- Task set -
a. In the reflection on Jacob at the Jabbok, why was Lawrence Richardson put out of his family's home as a teenager? Answer in one to three sentences.
b. According to the reflection on Jacob at the Jabbok, what is the Jabbok River now called?
c. Pick up the reflection on Jacob at the Jabbok after its final sentence and keep writing.

The text today provides an interlude in family drama. The story begins by the Jabbok River, now called the Zarqa or Blue River. Jacob, his family, and his property are traveling from the home he made with his wives and their father Laban, and are returning to the land where Jacob was born. The land of Canaan where Jacob got both his brother’s birthright and his father, Isaac’s blessing on his firstborn. After parting ways on less than ideal terms, and being estranged for about five chapters, Jacob and Esau are about to see each other again. Jacob’s brother, Esau, is coming to meet him; this is the night before the big meeting, and Jacob has prepared for a variety of responses.

In the autobiography I Know What Heaven Looks Like, Rev. Lawrence Richardson, a black trans United Church of Christ pastor, tells a story of family discord and housing insecurity. In his story, he talks about his family kicking him out even as a teenager, before he was Lawrence, because he did not fit into their notions of religious propriety. As he worked his way through high school as a gas station attendant, he would ride city buses and walk along the Mississippi River to bide his time until he could find a friends house to crash at, or a low-traffic location to squat sleep. He sought out reconciliation with his grandmother – who had kicked him out because of his sexual orientation – through a phone call. She allowed him to come back to her home, but with strings attached. He could return only with the promise of rejecting queer identity.

Like Lawrence, Jacob is faced with potential familial rejection and faces the next part of his journey alone. We find Jacob sending his family across the River Jabbok. Jacob’s wives, children, servants, and possessions cross the river and Jacob stays on the other side. For what is perhaps the first time in many years, Jacob is all alone. And he doesn’t even get to go to bed or eat food; there is no mention of anything happening until “a man wrestled with him until daybreak.”

How exhausting! You’re about to meet your brother you haven’t seen in many years, who may hate you, and you can’t even sleep the night before. Not only can you not sleep, but you spend the night wrestling, with someone or something, perhaps even with God.

We don’t know who Jacob wrestled with by the Jabbok, there are many interpretations offered. In the Jewish tradition, Jacob wrestles with an Angel. In some Christian Traditions, Jacob wrestles with a pre-incarnate Christ. When the encounter finally ends, with the being asking for release, Jacob is blessed with a new name – Israel. Jacob offers his own interpretation of the text – that God, through an angel, has given him a new name; Hosea affirms this interpretation later in the Biblical text.

Many of the stories of lesbian, gay, bisexual, transgender and queer people are filled with wrestling with God and with churches and families. There is so often a deep desire to remain connected with the traditions that have provided grounding and framework for life, along with deep fear of rejection from these same traditions. Jacob must have felt some of these hopes and fears of reconnection and rejection, as he anticipated meeting his long-estranged brother, Esau. Would it be a moment of reconciliation between the two of them, would Esau harm him and the family and possessions he accumulated? Would Esau ignore the entire announcement and overture from Jacob?

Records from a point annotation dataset
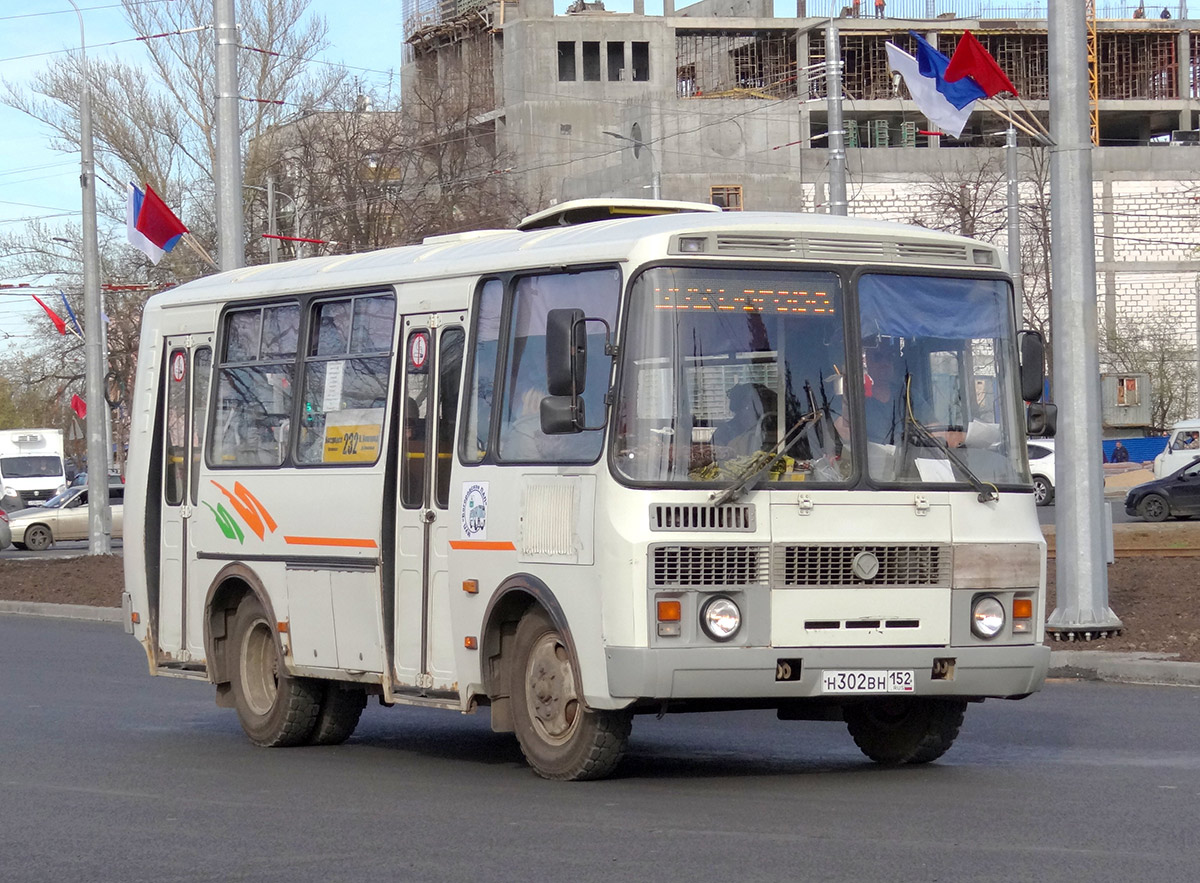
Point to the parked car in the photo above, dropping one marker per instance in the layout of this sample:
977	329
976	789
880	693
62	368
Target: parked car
1182	445
1042	466
1176	496
61	517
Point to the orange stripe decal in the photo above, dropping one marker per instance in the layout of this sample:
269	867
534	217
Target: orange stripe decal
483	546
343	541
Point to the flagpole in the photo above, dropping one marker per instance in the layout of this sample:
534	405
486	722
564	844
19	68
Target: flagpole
99	512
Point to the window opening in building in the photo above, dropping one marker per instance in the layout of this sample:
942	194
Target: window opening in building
616	53
641	52
565	61
591	61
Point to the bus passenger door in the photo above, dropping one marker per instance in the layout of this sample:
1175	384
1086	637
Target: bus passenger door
433	348
185	395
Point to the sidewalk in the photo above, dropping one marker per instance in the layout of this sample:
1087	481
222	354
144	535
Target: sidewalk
1087	665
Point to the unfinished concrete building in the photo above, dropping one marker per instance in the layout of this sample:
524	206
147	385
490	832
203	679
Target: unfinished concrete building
724	102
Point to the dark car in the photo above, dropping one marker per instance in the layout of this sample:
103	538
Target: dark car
1175	496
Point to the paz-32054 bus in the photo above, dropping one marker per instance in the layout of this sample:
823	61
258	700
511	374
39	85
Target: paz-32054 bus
577	472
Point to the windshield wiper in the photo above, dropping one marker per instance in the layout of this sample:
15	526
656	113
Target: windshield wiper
760	464
987	491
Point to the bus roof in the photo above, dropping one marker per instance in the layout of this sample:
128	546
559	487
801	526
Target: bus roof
747	235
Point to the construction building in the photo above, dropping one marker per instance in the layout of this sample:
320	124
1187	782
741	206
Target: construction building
725	102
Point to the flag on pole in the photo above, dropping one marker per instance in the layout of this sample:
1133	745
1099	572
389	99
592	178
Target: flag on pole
149	224
933	64
75	319
971	59
54	317
940	110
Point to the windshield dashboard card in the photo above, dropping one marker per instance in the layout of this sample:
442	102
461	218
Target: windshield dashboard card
868	682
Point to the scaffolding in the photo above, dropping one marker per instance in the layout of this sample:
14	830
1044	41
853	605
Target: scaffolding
736	65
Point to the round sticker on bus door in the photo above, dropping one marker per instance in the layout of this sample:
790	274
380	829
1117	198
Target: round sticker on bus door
418	350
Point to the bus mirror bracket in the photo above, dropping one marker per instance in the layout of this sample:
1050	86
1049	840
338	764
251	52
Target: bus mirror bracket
1033	364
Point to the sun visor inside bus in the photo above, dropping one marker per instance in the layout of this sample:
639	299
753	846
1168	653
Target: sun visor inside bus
907	306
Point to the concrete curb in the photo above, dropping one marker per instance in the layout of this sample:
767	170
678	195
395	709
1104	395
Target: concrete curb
1123	667
1089	665
63	611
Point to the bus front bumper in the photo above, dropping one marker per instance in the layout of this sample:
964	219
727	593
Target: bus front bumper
791	672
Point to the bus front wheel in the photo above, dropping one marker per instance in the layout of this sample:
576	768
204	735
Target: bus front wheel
559	737
275	709
905	730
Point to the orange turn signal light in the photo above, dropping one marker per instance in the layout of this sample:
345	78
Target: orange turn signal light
670	611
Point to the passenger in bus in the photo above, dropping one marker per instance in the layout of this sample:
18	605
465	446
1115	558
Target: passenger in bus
750	427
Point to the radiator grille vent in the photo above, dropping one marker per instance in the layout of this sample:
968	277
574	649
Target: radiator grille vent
700	517
834	565
708	566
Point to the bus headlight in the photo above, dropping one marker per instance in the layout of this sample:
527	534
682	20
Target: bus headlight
720	618
987	617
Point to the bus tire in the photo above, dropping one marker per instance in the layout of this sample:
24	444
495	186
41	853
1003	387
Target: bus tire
275	709
340	712
39	538
897	730
559	737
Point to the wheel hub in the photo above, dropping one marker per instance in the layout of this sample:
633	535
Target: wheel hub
553	703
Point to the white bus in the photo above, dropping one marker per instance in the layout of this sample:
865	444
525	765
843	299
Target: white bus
579	472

- Answers to each task -
a. His family kicked him out because he did not fit into their notions of religious propriety. His grandmother, in particular, put him out because of his sexual orientation.

b. It is now called the Zarqa, or Blue River.

c.
Often, seven or so passages of scripture, the so-called clobber passages, are used to silence and reject lesbian, gay, bisexual, transgender, queer and questioning people. Much of LGBTQ theology and biblical interpretation centers around how to neutralize or reimagine these specific aspects of our faith tradition. When I was coming out, this is where I spent most of my time wrestling. During that time I participated in a directed reading class, where I was first introduced to the idea that there was more to life than trying to prove I was worthy of love, dignity, and respect. There were serious scholars of Christianity who believed that LGBTQ people had specific gifts and perspectives that enriched Christianity and the Church.

There are many names that we place on ourselves or society places on us, such as our sexual orientation, gender identity, racial identity, economic class, education level, job title, religious affiliation, social cliques and national identities. Some of these, like our sexual orientation and gender identities are names we give ourselves; Others, are placed on us by those around us such as graduate, being named as a foreigner because someone speaks with an accent. Each of these names gives us different perspectives on the ways we look at the world, and each of these names are gifts that enrich us as a community and as individuals.
Throughout the Bible, the names or identities which people brought into the community enriched our story of faith and our experience of the Divine, from Ruth, the Moabite, who became an Ancestor of Jesus, to Lydia who hosted an early Christian community in her home.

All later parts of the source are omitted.